• The input
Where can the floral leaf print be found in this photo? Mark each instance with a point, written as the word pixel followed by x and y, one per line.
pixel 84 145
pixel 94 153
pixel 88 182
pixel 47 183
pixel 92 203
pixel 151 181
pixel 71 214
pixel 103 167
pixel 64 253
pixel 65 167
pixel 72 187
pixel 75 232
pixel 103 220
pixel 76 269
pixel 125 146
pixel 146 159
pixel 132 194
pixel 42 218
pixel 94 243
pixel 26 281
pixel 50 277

• Goal of the exercise
Identify every line in the rows above that contains the word "leaf" and copy each of those lines in full.

• Solution for this task
Where can the floral leaf print be found in this photo? Mark each instance with a point, written as the word pixel followed by x and y, one per line.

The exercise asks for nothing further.